___ RECORD EXTRACTS ___
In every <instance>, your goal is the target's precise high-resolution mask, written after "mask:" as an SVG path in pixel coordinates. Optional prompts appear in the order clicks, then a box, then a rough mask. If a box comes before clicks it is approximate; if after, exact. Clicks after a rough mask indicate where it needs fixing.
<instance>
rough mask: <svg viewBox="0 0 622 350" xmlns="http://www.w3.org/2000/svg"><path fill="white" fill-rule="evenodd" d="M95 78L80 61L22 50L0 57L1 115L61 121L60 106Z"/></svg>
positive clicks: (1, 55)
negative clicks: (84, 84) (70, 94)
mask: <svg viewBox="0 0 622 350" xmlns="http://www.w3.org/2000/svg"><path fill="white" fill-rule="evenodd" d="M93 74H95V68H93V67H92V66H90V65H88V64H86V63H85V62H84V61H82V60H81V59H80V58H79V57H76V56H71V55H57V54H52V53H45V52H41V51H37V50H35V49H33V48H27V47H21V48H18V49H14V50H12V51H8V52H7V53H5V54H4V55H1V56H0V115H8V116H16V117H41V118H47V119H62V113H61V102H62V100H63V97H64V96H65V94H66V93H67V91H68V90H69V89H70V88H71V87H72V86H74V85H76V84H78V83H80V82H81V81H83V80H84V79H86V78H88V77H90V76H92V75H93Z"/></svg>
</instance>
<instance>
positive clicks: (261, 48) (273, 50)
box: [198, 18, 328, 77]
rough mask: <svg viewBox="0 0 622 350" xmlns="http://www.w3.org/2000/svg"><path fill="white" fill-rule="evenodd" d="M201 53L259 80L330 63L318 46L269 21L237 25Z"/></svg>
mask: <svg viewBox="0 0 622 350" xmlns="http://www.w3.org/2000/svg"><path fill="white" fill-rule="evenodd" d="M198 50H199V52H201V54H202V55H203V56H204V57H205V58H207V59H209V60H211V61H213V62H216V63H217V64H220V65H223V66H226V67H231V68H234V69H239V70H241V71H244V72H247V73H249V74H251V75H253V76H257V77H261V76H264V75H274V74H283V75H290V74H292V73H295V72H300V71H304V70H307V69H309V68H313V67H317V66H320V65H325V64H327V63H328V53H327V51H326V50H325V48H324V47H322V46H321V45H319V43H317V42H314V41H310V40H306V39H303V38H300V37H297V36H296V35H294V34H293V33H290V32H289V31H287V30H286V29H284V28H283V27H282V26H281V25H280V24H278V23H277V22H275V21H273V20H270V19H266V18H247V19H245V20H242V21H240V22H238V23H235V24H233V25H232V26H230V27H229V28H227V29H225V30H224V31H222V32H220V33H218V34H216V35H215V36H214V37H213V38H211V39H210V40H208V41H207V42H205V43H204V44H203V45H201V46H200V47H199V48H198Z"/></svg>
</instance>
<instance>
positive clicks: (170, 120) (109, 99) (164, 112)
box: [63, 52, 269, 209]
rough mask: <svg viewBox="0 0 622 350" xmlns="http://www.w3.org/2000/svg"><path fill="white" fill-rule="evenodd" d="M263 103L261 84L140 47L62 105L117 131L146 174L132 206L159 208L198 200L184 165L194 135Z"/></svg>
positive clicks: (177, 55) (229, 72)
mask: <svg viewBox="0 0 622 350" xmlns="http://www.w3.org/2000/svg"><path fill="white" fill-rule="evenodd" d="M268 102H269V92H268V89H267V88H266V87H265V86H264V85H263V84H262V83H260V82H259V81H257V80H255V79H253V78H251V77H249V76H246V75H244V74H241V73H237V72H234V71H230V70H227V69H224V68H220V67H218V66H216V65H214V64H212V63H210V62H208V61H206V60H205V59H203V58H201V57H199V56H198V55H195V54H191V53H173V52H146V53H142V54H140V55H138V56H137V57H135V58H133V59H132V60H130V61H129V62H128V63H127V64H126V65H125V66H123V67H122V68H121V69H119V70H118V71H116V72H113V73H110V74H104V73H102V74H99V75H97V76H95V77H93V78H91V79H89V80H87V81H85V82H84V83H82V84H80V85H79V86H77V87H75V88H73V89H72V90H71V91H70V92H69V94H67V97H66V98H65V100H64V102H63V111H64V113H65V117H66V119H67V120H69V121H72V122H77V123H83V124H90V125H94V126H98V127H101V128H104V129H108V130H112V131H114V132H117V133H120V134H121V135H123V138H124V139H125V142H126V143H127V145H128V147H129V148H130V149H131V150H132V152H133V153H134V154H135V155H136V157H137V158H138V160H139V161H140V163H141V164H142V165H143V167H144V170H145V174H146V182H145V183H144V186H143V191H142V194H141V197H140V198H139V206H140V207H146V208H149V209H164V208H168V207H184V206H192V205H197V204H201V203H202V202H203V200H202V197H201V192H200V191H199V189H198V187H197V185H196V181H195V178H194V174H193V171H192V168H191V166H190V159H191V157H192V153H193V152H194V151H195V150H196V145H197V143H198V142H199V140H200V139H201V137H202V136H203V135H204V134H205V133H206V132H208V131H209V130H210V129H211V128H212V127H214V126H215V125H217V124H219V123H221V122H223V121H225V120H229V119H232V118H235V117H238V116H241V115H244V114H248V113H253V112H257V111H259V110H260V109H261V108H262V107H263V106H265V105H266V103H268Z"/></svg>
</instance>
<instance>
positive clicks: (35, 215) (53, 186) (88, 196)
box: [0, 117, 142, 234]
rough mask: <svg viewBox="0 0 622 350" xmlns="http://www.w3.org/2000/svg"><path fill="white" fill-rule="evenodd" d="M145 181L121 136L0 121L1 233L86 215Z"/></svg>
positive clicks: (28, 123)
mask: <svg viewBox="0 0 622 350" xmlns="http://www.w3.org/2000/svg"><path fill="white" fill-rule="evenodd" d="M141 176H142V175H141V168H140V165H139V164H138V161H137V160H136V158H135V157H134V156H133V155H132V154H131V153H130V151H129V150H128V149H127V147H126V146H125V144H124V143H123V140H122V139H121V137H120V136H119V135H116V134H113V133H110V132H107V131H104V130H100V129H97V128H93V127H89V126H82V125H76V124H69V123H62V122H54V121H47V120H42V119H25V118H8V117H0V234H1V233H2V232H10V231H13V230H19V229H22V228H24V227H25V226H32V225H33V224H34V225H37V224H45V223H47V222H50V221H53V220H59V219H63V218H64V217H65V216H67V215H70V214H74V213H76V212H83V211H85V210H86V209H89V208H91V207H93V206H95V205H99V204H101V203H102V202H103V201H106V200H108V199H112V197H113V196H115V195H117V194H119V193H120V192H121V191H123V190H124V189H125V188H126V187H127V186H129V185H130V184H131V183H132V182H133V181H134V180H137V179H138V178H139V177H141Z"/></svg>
___
GOAL OF THE EXERCISE:
Set down an exact copy of the entries above.

TASK SOLUTION:
In every <instance>, your goal is the target's precise high-resolution mask, written after "mask:" as an SVG path in pixel coordinates. Optional prompts appear in the order clicks, then a box, then a rough mask. If a box comes before clicks it is approximate; if after, exact. Clicks after a rough mask indicate where it needs fixing.
<instance>
rough mask: <svg viewBox="0 0 622 350" xmlns="http://www.w3.org/2000/svg"><path fill="white" fill-rule="evenodd" d="M95 78L80 61L22 50L0 57L1 115L61 121L60 106Z"/></svg>
positive clicks: (1, 55)
negative clicks: (84, 84) (70, 94)
mask: <svg viewBox="0 0 622 350" xmlns="http://www.w3.org/2000/svg"><path fill="white" fill-rule="evenodd" d="M93 74H95V68H93V67H92V66H90V65H88V64H86V63H85V62H84V61H82V60H81V59H80V58H79V57H76V56H71V55H57V54H52V53H45V52H41V51H37V50H35V49H33V48H27V47H21V48H18V49H14V50H12V51H8V52H7V53H5V54H4V55H1V56H0V115H8V116H16V117H41V118H47V119H62V113H61V102H62V100H63V97H64V96H65V94H66V93H67V91H68V90H69V89H70V88H71V87H72V86H74V85H76V84H78V83H80V82H81V81H83V80H84V79H86V78H88V77H90V76H92V75H93Z"/></svg>
</instance>
<instance>
positive clicks: (261, 48) (273, 50)
box: [198, 18, 328, 77]
rough mask: <svg viewBox="0 0 622 350" xmlns="http://www.w3.org/2000/svg"><path fill="white" fill-rule="evenodd" d="M201 53L259 80L330 63L318 46L269 21L237 25Z"/></svg>
mask: <svg viewBox="0 0 622 350" xmlns="http://www.w3.org/2000/svg"><path fill="white" fill-rule="evenodd" d="M198 50H199V52H201V54H202V55H203V56H204V57H205V58H207V59H209V60H211V61H213V62H216V63H217V64H220V65H223V66H226V67H231V68H234V69H239V70H241V71H244V72H247V73H249V74H251V75H253V76H257V77H261V76H264V75H274V74H283V75H290V74H292V73H295V72H300V71H304V70H307V69H309V68H313V67H317V66H320V65H325V64H327V63H328V53H327V51H326V50H325V48H324V47H322V46H321V45H319V43H317V42H314V41H310V40H306V39H303V38H300V37H297V36H296V35H294V34H293V33H290V32H289V31H287V30H286V29H284V28H283V27H282V26H281V25H280V24H278V23H277V22H275V21H273V20H270V19H266V18H247V19H245V20H242V21H240V22H238V23H235V24H233V25H232V26H230V27H229V28H227V29H225V30H224V31H222V32H220V33H218V34H216V35H215V36H214V37H213V38H211V39H210V40H208V41H207V42H205V43H204V44H203V45H201V46H200V47H199V48H198Z"/></svg>
</instance>
<instance>
positive clicks: (170, 120) (109, 99) (164, 112)
box: [63, 52, 269, 209]
rough mask: <svg viewBox="0 0 622 350" xmlns="http://www.w3.org/2000/svg"><path fill="white" fill-rule="evenodd" d="M263 103L261 84L140 47L62 105L117 131L146 174L132 206L159 208L198 200L184 165L194 135Z"/></svg>
positive clicks: (177, 55) (229, 72)
mask: <svg viewBox="0 0 622 350" xmlns="http://www.w3.org/2000/svg"><path fill="white" fill-rule="evenodd" d="M268 102H269V92H268V89H267V88H266V87H265V86H264V85H263V84H262V83H260V82H259V81H257V80H255V79H253V78H251V77H249V76H246V75H244V74H241V73H237V72H234V71H230V70H227V69H224V68H220V67H218V66H216V65H214V64H212V63H210V62H208V61H206V60H205V59H203V58H201V57H199V56H198V55H195V54H191V53H173V52H146V53H142V54H140V55H138V56H137V57H135V58H133V59H132V60H130V61H129V62H128V63H127V64H126V65H125V66H123V67H122V68H121V69H119V70H118V71H116V72H113V73H110V74H104V73H102V74H99V75H97V76H95V77H93V78H91V79H89V80H87V81H85V82H84V83H82V84H80V85H79V86H77V87H75V88H73V89H72V90H71V91H70V92H69V94H67V97H66V98H65V100H64V102H63V111H64V113H65V117H66V119H67V120H69V121H72V122H77V123H83V124H90V125H94V126H98V127H101V128H104V129H108V130H112V131H114V132H117V133H120V134H121V135H123V138H124V139H125V142H126V143H127V145H128V147H129V148H130V149H131V150H132V152H133V153H134V154H135V155H136V157H137V158H138V160H139V161H140V163H141V164H142V165H143V167H144V170H145V174H146V182H145V183H144V186H143V191H142V194H141V197H140V198H139V206H140V207H146V208H149V209H164V208H168V207H184V206H192V205H197V204H201V203H202V202H203V200H202V197H201V192H200V191H199V189H198V187H197V185H196V181H195V178H194V174H193V171H192V168H191V166H190V159H191V157H192V153H193V152H194V151H195V150H196V145H197V143H198V142H199V140H200V139H201V137H202V136H203V135H204V134H205V133H206V132H208V131H209V130H210V129H211V128H212V127H214V126H215V125H217V124H219V123H221V122H223V121H225V120H229V119H232V118H235V117H238V116H241V115H244V114H248V113H253V112H257V111H259V110H260V109H261V108H262V107H263V106H265V105H266V103H268Z"/></svg>
</instance>
<instance>
positive clicks: (35, 215) (53, 186) (88, 196)
box: [0, 117, 142, 234]
rough mask: <svg viewBox="0 0 622 350" xmlns="http://www.w3.org/2000/svg"><path fill="white" fill-rule="evenodd" d="M145 181L121 136L0 121L1 233L86 215Z"/></svg>
positive clicks: (28, 123)
mask: <svg viewBox="0 0 622 350" xmlns="http://www.w3.org/2000/svg"><path fill="white" fill-rule="evenodd" d="M141 176H142V175H141V168H140V165H139V164H138V161H137V160H136V158H135V157H134V156H133V155H132V154H131V153H130V151H129V150H128V149H127V147H126V146H125V144H124V143H123V140H122V139H121V137H120V136H119V135H116V134H113V133H110V132H107V131H104V130H100V129H97V128H93V127H89V126H82V125H76V124H69V123H62V122H54V121H47V120H42V119H25V118H8V117H0V234H1V233H2V232H10V231H13V230H19V229H22V228H24V227H25V226H32V225H33V224H34V225H37V224H45V223H47V222H50V221H53V220H59V219H63V218H64V217H65V216H67V215H70V214H74V213H76V212H83V211H85V210H86V209H89V208H91V207H93V206H95V205H99V204H101V203H102V202H103V201H106V200H108V199H112V197H113V196H115V195H117V194H119V193H120V192H121V191H123V190H124V189H125V188H126V187H127V186H129V185H130V184H131V183H132V182H133V181H134V180H137V179H138V178H139V177H141Z"/></svg>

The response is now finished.